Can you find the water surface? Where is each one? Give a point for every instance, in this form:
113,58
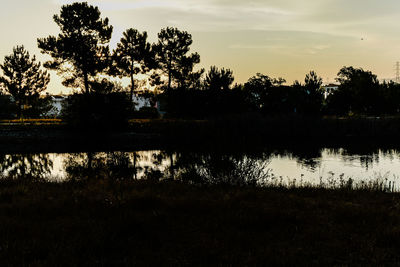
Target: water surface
325,166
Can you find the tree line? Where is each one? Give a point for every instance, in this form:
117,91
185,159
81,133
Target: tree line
81,55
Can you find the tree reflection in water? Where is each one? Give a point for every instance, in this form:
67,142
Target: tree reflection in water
26,166
116,165
217,168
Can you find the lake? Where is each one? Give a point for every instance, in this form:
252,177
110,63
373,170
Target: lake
329,167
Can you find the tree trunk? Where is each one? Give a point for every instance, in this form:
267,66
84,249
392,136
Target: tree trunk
132,87
86,81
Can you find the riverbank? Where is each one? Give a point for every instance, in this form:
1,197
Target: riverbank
105,222
244,131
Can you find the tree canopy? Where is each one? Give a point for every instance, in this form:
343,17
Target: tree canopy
133,56
81,49
173,59
218,79
23,77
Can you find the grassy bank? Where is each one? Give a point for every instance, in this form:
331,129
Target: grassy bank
102,222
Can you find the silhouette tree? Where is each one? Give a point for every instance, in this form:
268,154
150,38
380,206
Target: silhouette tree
358,92
133,55
171,56
313,93
218,79
81,49
23,78
257,89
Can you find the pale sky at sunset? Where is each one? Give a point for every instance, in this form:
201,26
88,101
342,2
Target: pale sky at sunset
279,38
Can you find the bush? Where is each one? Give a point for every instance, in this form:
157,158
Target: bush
146,113
97,111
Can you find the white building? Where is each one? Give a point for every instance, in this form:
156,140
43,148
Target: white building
329,89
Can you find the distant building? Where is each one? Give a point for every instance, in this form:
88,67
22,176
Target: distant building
329,89
140,101
56,103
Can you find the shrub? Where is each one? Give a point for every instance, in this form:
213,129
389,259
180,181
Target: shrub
97,110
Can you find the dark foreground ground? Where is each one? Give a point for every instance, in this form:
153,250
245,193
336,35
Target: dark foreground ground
133,223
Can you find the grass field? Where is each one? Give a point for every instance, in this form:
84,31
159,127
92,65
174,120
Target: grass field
103,222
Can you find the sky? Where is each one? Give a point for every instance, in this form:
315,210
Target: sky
278,38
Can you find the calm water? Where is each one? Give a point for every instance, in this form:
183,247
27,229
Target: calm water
315,166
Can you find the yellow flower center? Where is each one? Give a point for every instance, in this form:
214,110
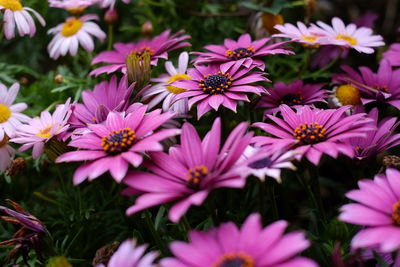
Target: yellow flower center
235,259
177,77
13,5
348,95
71,27
5,113
347,38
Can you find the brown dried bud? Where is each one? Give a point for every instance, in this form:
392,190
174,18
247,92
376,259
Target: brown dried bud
104,253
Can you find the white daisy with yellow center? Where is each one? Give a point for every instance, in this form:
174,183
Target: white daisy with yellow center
72,33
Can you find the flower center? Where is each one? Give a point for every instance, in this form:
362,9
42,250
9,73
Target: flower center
239,53
310,133
396,213
5,113
348,95
291,99
216,83
195,176
13,5
174,78
236,259
118,141
71,27
347,38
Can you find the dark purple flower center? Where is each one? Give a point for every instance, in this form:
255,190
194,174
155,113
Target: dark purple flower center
118,141
240,52
261,163
291,99
195,176
215,83
310,133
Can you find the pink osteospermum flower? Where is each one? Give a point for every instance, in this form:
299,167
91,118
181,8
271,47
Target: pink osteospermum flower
250,246
190,171
120,141
377,141
244,48
10,115
72,33
382,86
41,129
215,85
313,132
17,16
360,39
377,210
131,255
292,94
157,48
164,92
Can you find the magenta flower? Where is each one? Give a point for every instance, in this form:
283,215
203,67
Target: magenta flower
190,171
313,132
118,142
250,246
244,48
377,210
216,85
130,255
377,141
292,94
158,47
383,86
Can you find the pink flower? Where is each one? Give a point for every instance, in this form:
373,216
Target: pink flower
130,255
72,33
251,245
244,48
377,210
190,171
158,47
216,85
41,129
17,15
313,132
292,94
119,141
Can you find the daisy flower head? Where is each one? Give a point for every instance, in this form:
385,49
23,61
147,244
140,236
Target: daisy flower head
164,92
244,48
313,132
215,85
190,171
295,93
72,33
360,39
41,129
17,16
251,246
157,48
10,114
377,209
131,255
118,142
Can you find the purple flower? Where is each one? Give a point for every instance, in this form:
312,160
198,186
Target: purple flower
190,171
118,142
378,210
383,86
292,94
244,48
250,246
377,141
313,132
158,47
216,85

Instructions to follow: Exclude the images, then output the data above word for word.

Written answer:
Can you find the water surface? Where is each one? Give a point for every instance, in this form:
113,58
Target: water surface
325,166
Can you find the tree line? Where is each one? Give a point for every instance, in this form:
117,91
185,159
81,133
Target: tree line
81,55
Can you find the tree reflection in water? Where is each one? Give a point for every instance, in this form:
67,142
Target: tree reflection in water
26,166
116,165
217,168
Can you find the lake? Where is each one? Give a point for every instance, in this form:
252,177
110,63
373,170
Target: lake
329,167
Can you find the tree trunk? Where is each one? Give a point for every instance, in this form:
267,66
84,249
392,136
Target: tree trunk
132,87
86,81
Can you find the riverbank? Where is each one? Give a point for every instance, in this form:
1,197
Target: riverbank
105,222
244,131
Can you find the tree canopy? Where is each one? Give a point for every instance, in this form:
343,17
Target: tree canopy
133,56
81,49
173,59
218,79
23,77
Can you find the grassy bank? Where is each one? Give a point for every instance, in this form:
331,129
Target: grassy bank
102,222
Can you find the silhouette tree? Where is each one? Give a point for every instance, in this form:
268,154
150,38
380,206
Target: silhouette tree
358,92
133,55
171,56
313,93
218,79
81,49
23,78
257,89
Can you find the pale sky at sunset? Where is each one? Give a point for every instance, in this form:
201,26
88,101
342,2
Target: pale sky at sunset
279,38
Can you find the bush? Where is each one? Give a point for every instance, in this form:
157,158
Target: bush
146,113
97,111
Can you find the white building? Where is each one? Give a point for every instance, in this form:
156,140
43,148
Target: white building
329,89
Can you find the distant building? Where is each one? Give a point for every instance, in this form:
88,67
22,176
Target: distant building
329,89
140,101
56,103
Can you find the shrub? Where is each one? Give a point for every instance, in this form:
213,129
389,259
180,181
Target: shrub
97,110
Can you find the dark foreground ground? Where is each one? Give a point for every instance, in this form:
153,250
245,193
336,35
Target: dark foreground ground
133,223
Can you find the grass field? Where is each one? Give a point for every instance, in this form:
84,31
159,127
92,65
174,120
Target: grass field
103,222
Can you find the sky? Where is each one? Give a point for every instance, in this form:
315,210
Target: sky
278,38
Can you find the calm water? Where is each one? Give a point for every instance, in this form:
183,247
27,229
Target: calm water
315,166
Can you find the yellow flower center? Where is each one? Give a point for every instance, in this form:
214,110
Target: yellow flower center
235,259
177,77
13,5
348,95
71,27
5,113
347,38
Can you find the brown dried bud? Where is each one? Give a point for every instance, in this form:
392,190
174,18
247,92
376,259
Target: brown dried bud
104,253
Can you find the white daisy with yellow center? Where is each one? Give a point for every instance, in this form:
174,183
Target: white daisy with yellow center
72,33
Can you find the flower center? Where is each one? Give a point for every instance, in this form:
362,9
42,250
9,73
Target: flower center
239,53
310,133
396,213
5,113
348,95
291,99
216,83
195,176
13,5
174,78
236,259
118,141
71,27
347,38
Can you find the dark purple flower center? Where is each one? Give a point for every instance, in this form:
255,190
194,174
155,113
Target: dark purple flower center
118,141
240,52
261,163
291,99
195,176
215,83
310,133
Can you find the pink osteospermum flower? Where is each one? Give a point for every instance, in this form:
299,167
91,118
181,8
271,47
Target: pink osteospermum flower
250,246
190,171
120,141
377,141
244,48
10,115
72,33
382,86
41,129
215,85
313,132
17,16
360,39
377,210
131,255
292,94
157,48
164,92
Can you find the magenta flower? Where is each one? Give a point for every instance, in this form:
283,215
203,67
Target: magenta flower
190,171
313,132
118,142
250,246
244,48
377,210
216,85
130,255
377,141
292,94
158,47
383,86
Can you find the pink flower? Where is each one? Give a point for every instance, in this form:
373,216
Target: pink flower
130,255
72,33
251,245
244,48
377,210
190,171
158,47
216,85
41,129
17,15
313,132
292,94
119,141
Can you find the daisy flower head? Where is each one? Give a point for every instance, in this form:
385,49
23,61
147,244
140,236
Target: daisy flower head
164,92
244,48
313,132
215,85
190,171
295,93
72,33
360,39
41,129
17,16
251,246
157,48
10,114
377,209
131,255
118,142
Can you find the purple flower? Where is each one? Give a point for every instance, in this form:
312,160
198,186
Target: purple flower
190,171
118,142
378,210
383,86
292,94
244,48
250,246
377,141
313,132
158,47
216,85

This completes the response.